• _Aufgabenstellung_: Liste aus dem Seitenauszug alle speziellen Mitgliedsfunktionen für einen Typ X auf, jeweils mit ihrer Signatur.

• _Seitenauszug_:
Bevor ich in meinem nächsten Beitrag auf Concepts eingehe, möchte ich die Motivation zu deren Anwendung in diesem Artikel darlegen.

Modernes C++ – Rainer Grimm

Rainer Grimm ist seit vielen Jahren als Softwarearchitekt, Team- und Schulungsleiter tätig. Er schreibt gerne Artikel zu den Programmiersprachen C++, Python und Haskell, spricht aber auch gerne und häufig auf Fachkonferenzen. Auf seinem Blog Modernes C++ beschäftigt er sich intensiv mit seiner Leidenschaft C++.

Wenn ich in meinen Kursen die Move-Semantik bespreche, stelle ich die Idee der Big Six vor. Die Big Six steuern den vierstufigen Lebenszyklus von Objekten: Erzeugen, Kopieren, Verschieben und Löschen. Hier sind die sechs speziellen Mitgliedsfunktionen für einen Typ X

      • Default-Konstruktor: X()
      • Copy-Konstruktor: X(const X&)
      • Copy-Zuweisungsoperator: operator=(const X&)
      • Move-Konstruktor: X(X&&)
      • Move-Zuweisungsoperator: operator=(X&&)
      • Destruktor: ~X()

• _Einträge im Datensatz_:

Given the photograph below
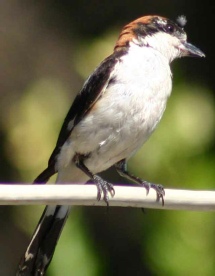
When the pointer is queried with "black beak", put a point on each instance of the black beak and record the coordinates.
(188, 49)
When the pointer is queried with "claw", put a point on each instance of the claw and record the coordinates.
(104, 188)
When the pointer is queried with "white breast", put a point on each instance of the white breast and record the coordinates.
(127, 113)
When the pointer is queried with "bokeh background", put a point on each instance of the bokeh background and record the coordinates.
(47, 49)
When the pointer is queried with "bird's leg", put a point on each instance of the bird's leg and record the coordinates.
(121, 168)
(102, 185)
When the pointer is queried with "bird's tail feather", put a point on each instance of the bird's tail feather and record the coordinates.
(42, 245)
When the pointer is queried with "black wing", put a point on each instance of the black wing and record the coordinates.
(87, 97)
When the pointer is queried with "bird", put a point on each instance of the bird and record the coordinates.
(113, 115)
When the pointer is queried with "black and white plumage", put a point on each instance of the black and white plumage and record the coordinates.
(116, 111)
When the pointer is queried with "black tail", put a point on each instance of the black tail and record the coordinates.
(43, 242)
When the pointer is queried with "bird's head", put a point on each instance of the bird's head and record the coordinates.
(159, 33)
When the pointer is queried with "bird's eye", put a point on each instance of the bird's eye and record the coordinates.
(170, 28)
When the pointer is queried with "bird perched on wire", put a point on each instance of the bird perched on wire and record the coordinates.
(115, 112)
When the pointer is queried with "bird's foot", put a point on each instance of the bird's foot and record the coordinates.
(104, 188)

• _Lösung_:
- Default-Konstruktor: X()
- Copy-Konstruktor: X(const X&)
- Copy-Zuweisungsoperator: operator=(const X&)
- Move-Konstruktor: X(X&&)
- Move-Zuweisungsoperator: operator=(X&&)
- Destruktor: ~X()